▶

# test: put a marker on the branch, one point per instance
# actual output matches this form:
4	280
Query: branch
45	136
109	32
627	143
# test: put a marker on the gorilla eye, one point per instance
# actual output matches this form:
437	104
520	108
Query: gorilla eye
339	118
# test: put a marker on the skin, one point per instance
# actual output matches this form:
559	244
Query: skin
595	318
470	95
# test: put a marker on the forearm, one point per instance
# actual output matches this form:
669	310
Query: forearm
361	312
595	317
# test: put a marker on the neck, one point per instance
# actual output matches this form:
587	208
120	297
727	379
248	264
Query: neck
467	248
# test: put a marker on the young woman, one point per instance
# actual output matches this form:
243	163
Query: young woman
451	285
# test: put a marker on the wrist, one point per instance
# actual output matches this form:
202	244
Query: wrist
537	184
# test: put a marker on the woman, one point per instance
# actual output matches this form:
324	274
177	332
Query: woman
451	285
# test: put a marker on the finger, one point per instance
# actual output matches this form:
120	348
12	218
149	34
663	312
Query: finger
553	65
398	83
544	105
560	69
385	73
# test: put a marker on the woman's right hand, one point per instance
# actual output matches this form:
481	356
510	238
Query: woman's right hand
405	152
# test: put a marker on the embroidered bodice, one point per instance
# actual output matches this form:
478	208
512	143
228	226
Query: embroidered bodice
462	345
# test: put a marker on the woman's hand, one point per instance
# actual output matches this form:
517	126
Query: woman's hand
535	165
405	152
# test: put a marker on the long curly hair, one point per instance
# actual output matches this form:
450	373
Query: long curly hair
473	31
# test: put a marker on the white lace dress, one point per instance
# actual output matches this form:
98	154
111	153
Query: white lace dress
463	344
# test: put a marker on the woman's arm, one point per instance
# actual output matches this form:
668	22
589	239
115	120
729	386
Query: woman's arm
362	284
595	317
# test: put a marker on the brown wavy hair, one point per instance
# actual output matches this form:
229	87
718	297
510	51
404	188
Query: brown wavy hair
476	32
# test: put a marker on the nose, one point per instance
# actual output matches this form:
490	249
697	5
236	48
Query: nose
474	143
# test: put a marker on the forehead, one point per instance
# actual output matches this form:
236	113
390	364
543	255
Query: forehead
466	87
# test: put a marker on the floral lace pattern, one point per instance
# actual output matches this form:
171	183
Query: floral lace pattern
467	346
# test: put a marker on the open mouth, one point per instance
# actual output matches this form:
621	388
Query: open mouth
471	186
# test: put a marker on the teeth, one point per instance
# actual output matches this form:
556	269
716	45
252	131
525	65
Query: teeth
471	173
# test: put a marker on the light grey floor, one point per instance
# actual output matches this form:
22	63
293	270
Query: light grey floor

◀

> [REQUIREMENT]
Rewrite every line from the one containing "# test: put a marker on the forehead, one" through the end of the data, both ends included. Scale each answer coordinate by 1.25 and round to a whole number, with halves rounded up, while leaving the request lines and their sample coordinates unchanged.

> [EXERCISE SOLUTION]
# test: put a marker on the forehead, one point per instance
# actual output matches this form:
236	113
390	364
543	255
Query: forehead
583	109
# test: put a marker on the floral lace pattern, one point per instance
# actual output matches this form:
171	183
Query: floral lace pattern
584	433
# test: put a marker on the open mouth, one point per instance
# actual output matches this form:
621	388
Query: open mouth
589	233
# test: put a marker on the teeth, one point per instance
# actual output matches this form:
556	269
716	45
252	131
525	65
Query: teeth
589	216
# test: put a marker on the light grey floor, one point per instance
# actual output matches this form:
22	63
293	270
Query: light grey floor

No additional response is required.